[Begin DATA ENTRIES]

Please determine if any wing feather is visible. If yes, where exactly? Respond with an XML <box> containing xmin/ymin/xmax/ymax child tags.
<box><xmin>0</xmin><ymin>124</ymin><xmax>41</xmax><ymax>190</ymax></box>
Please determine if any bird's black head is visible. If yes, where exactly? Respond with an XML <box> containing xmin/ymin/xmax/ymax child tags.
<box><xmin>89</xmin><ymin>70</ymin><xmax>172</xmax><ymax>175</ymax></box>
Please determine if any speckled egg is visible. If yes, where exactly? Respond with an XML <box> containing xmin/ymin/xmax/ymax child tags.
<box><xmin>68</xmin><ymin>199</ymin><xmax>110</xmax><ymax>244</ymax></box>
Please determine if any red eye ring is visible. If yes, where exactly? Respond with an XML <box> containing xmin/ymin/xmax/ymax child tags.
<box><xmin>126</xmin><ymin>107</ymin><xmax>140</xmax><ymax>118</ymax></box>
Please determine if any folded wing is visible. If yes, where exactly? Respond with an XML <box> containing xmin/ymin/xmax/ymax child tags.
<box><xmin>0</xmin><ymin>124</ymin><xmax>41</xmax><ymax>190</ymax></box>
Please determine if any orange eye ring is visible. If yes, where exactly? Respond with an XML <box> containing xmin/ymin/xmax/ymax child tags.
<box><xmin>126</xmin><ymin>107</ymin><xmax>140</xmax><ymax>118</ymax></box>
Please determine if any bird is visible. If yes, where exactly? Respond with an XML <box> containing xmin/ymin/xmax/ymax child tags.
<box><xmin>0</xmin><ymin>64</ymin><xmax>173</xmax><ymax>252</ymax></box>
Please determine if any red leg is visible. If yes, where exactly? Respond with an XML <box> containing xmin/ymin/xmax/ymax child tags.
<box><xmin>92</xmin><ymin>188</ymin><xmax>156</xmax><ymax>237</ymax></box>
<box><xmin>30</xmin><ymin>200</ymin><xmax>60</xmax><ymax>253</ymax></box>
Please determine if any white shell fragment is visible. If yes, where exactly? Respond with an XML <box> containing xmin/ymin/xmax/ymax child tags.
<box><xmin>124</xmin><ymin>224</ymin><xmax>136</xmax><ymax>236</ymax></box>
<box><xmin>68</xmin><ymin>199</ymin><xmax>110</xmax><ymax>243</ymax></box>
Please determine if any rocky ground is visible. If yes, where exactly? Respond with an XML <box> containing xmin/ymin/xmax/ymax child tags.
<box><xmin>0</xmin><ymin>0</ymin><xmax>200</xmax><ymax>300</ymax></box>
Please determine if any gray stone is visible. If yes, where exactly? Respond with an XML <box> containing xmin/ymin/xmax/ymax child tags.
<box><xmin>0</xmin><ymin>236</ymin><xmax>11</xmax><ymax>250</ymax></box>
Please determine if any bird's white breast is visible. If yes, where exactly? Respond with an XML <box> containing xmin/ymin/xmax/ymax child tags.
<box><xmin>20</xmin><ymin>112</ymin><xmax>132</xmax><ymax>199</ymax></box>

[End DATA ENTRIES]

> PROBLEM DESCRIPTION
Please write out all of the records above word for word, with nothing changed.

> RESULT FOR THIS TASK
Please determine if any wing feather is visible. If yes, where exactly? Respond with an XML <box> containing xmin/ymin/xmax/ymax child tags.
<box><xmin>0</xmin><ymin>124</ymin><xmax>41</xmax><ymax>190</ymax></box>
Please determine if any bird's black head is visible. If yes, where exactly? Respond with an XML <box> containing xmin/ymin/xmax/ymax child tags.
<box><xmin>89</xmin><ymin>70</ymin><xmax>172</xmax><ymax>175</ymax></box>
Please determine if any speckled egg is visible. If yes, where exactly? Respond with an XML <box> containing xmin/ymin/xmax/ymax child tags.
<box><xmin>68</xmin><ymin>199</ymin><xmax>110</xmax><ymax>244</ymax></box>
Please determine if any red eye ring is visible. If yes, where exactly? Respond with an XML <box> containing xmin/ymin/xmax/ymax child tags.
<box><xmin>126</xmin><ymin>107</ymin><xmax>140</xmax><ymax>118</ymax></box>
Please determine if any folded wing is visible. If yes, where exactly? Respond with an XML <box> containing xmin/ymin/xmax/ymax child tags.
<box><xmin>0</xmin><ymin>124</ymin><xmax>41</xmax><ymax>190</ymax></box>
Please determine if any orange eye ring is visible. If yes, where exactly? Respond with an XML <box> containing xmin/ymin/xmax/ymax child tags.
<box><xmin>126</xmin><ymin>107</ymin><xmax>140</xmax><ymax>118</ymax></box>
Please determine if any bird is visible. If yes, where exactly? Respond with an XML <box> containing xmin/ymin/xmax/ymax child tags.
<box><xmin>0</xmin><ymin>64</ymin><xmax>173</xmax><ymax>252</ymax></box>
Please determine if any red leg is visible. If yes, where exactly? Respond with an XML <box> containing xmin/ymin/xmax/ymax child tags.
<box><xmin>92</xmin><ymin>188</ymin><xmax>156</xmax><ymax>237</ymax></box>
<box><xmin>30</xmin><ymin>200</ymin><xmax>60</xmax><ymax>253</ymax></box>
Please determine if any white shell fragment is visible. If yes, where exactly? Respond with an XML <box> containing xmin/ymin/xmax/ymax child tags.
<box><xmin>124</xmin><ymin>224</ymin><xmax>136</xmax><ymax>236</ymax></box>
<box><xmin>68</xmin><ymin>199</ymin><xmax>110</xmax><ymax>243</ymax></box>
Please determine if any rocky ground is visible. If yes, where exactly? Respond with an XML <box> containing xmin/ymin/xmax/ymax child tags.
<box><xmin>0</xmin><ymin>0</ymin><xmax>200</xmax><ymax>300</ymax></box>
Please determine if any gray stone is visible. If yes, where exactly? Respond with an XML <box> containing xmin/ymin/xmax/ymax child tags.
<box><xmin>0</xmin><ymin>236</ymin><xmax>11</xmax><ymax>250</ymax></box>
Please determine if any bird's white breast is visible. If yes, where exactly? Respond with an XML <box> containing xmin/ymin/xmax/ymax child tags.
<box><xmin>20</xmin><ymin>112</ymin><xmax>132</xmax><ymax>199</ymax></box>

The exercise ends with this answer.